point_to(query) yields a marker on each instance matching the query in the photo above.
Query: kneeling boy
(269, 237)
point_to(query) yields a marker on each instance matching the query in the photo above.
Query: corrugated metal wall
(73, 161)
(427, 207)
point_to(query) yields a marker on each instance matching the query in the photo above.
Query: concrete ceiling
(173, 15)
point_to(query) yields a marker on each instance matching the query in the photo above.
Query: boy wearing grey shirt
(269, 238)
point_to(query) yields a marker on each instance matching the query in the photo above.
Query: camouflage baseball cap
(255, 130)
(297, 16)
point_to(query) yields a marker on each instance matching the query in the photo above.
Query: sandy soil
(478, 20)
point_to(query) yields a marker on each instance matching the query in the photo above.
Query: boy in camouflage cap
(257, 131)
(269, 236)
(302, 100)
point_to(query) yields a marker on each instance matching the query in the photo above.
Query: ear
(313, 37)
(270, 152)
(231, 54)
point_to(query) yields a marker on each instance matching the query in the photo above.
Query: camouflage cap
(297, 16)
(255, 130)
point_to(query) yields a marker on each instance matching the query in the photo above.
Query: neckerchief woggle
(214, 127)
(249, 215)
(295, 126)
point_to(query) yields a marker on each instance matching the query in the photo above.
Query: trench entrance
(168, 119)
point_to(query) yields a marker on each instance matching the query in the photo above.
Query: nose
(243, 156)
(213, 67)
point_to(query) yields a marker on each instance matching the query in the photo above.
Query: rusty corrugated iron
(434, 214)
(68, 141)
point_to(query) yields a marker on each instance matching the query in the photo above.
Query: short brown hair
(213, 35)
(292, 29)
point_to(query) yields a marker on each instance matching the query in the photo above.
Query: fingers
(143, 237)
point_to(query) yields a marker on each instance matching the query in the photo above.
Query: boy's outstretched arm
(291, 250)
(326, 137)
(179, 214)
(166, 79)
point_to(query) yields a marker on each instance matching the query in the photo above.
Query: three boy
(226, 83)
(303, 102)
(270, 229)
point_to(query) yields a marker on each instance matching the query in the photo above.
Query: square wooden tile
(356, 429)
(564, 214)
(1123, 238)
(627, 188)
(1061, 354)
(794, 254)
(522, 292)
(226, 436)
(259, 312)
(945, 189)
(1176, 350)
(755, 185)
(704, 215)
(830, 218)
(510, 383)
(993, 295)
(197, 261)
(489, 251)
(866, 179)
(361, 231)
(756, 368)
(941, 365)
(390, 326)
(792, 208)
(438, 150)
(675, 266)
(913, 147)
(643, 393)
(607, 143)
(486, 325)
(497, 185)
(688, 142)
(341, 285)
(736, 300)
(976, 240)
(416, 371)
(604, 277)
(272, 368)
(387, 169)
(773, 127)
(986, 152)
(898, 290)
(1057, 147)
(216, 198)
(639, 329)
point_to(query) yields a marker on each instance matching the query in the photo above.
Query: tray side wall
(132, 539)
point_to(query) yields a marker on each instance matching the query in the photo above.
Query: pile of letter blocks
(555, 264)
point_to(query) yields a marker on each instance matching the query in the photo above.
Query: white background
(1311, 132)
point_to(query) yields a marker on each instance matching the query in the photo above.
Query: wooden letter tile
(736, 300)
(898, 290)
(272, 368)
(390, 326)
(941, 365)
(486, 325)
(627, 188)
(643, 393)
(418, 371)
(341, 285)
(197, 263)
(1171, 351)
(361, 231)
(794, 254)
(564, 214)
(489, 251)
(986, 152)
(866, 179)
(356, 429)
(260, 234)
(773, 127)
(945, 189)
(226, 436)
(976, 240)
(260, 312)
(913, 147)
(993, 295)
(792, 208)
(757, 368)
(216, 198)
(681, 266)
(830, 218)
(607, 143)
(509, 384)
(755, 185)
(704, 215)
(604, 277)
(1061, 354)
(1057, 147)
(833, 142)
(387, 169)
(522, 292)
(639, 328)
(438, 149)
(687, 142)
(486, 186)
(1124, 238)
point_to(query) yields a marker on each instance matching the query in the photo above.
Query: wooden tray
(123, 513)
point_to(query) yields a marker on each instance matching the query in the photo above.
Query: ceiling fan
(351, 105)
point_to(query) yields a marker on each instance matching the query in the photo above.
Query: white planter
──────────
Exactly as shown, repeat every record.

▸ Exercise response:
point_to(query) yields a marker on each instance matching the query in the photo above.
Query: kneeling boy
(269, 237)
point_to(query) yields a marker on each instance matching the query in the photo above.
Query: corrugated metal wall
(73, 161)
(427, 207)
point_to(query) yields a marker on each instance matching the query in the photo above.
Query: concrete ceiling
(173, 15)
point_to(query) yields a marker on each instance matching the query in the photo above.
Query: boy wearing grey shirt
(269, 238)
point_to(query) yields a marker on each instance matching the query in the photo above.
Query: camouflage baseball cap
(255, 130)
(297, 16)
point_to(query) yields a marker on each instance matching the query in the photo above.
Query: sandy soil
(478, 20)
point_to(query) yields a marker on each instance matching the query in the photo above.
Query: boy in camouflage cap
(257, 131)
(269, 236)
(302, 100)
point_to(query) yields a marker on each instance matching the query in the photo above.
Query: ear
(313, 37)
(270, 152)
(231, 54)
point_to(query) yields a marker on each instance matching the query in the photo above.
Query: camouflage cap
(297, 16)
(255, 130)
point_to(query) yields a marker on each instance matching the query in the photo above.
Query: neckerchief woggle
(214, 127)
(249, 215)
(295, 126)
point_to(query) yields a marker on each instance matching the query in the photo above.
Query: trench entrance
(168, 119)
point_to(query) yields a marker on each instance matching the query in the photo above.
Query: nose
(243, 156)
(213, 67)
point_to(query) yields a marker on each instance matching the query in the photo above.
Query: rusty corrugated iron
(434, 214)
(68, 141)
point_to(query) yields a marker on each instance matching the query in the photo above.
Query: short brown hair
(213, 35)
(292, 29)
point_to(query) yields a marker on each instance matching the query in the photo above.
Query: fingers
(143, 237)
point_to(query) yields a marker on each instance matching the query in the photo above.
Query: boy's outstretched arm
(291, 250)
(326, 137)
(179, 214)
(166, 79)
point_to(query) yields a marker on each instance matching the query in the photo above.
Query: three boy
(226, 83)
(303, 102)
(270, 229)
point_to(query) yields a marker on each instance matching the query in the photo above.
Query: square wooden tile
(356, 429)
(564, 214)
(1123, 238)
(627, 188)
(1061, 354)
(794, 254)
(522, 292)
(226, 436)
(259, 312)
(945, 189)
(1176, 350)
(755, 185)
(704, 215)
(830, 218)
(510, 383)
(993, 295)
(197, 261)
(489, 251)
(866, 179)
(361, 231)
(756, 368)
(941, 365)
(390, 326)
(792, 208)
(438, 150)
(675, 266)
(913, 147)
(643, 393)
(607, 143)
(486, 325)
(497, 185)
(688, 142)
(341, 285)
(736, 300)
(976, 240)
(416, 371)
(604, 277)
(272, 368)
(387, 169)
(773, 127)
(986, 152)
(898, 290)
(1057, 147)
(216, 198)
(639, 329)
point_to(query) yields a marker on each instance matching the query in the photo above.
Query: tray side wall
(132, 539)
point_to(query) yields a marker on each instance matching the query in the photo above.
Query: pile of letter blocks
(555, 264)
point_to(query) yields a marker on each instance matching the query in the photo above.
Query: white background
(1311, 132)
point_to(query) yields a marker on each instance matching the query in the photo above.
Query: wooden letter tile
(736, 300)
(898, 290)
(272, 368)
(390, 326)
(941, 365)
(486, 325)
(627, 188)
(643, 393)
(418, 371)
(341, 285)
(197, 263)
(1171, 351)
(361, 231)
(794, 254)
(564, 214)
(489, 251)
(986, 152)
(866, 179)
(356, 429)
(260, 234)
(773, 127)
(945, 189)
(226, 436)
(976, 240)
(260, 312)
(913, 147)
(993, 295)
(792, 208)
(757, 368)
(216, 198)
(681, 266)
(830, 218)
(607, 143)
(509, 384)
(755, 185)
(704, 215)
(604, 277)
(1061, 354)
(1057, 147)
(833, 142)
(387, 169)
(522, 292)
(639, 328)
(438, 149)
(687, 142)
(486, 186)
(1124, 238)
point_to(query) yields a marker on each instance matching the query in the photo above.
Query: wooden tray
(123, 513)
point_to(query) yields a marker on each instance matching the query in the photo above.
Query: ceiling fan
(351, 105)
point_to(query) yields a marker on each instance matching the query in the photo above.
Query: white planter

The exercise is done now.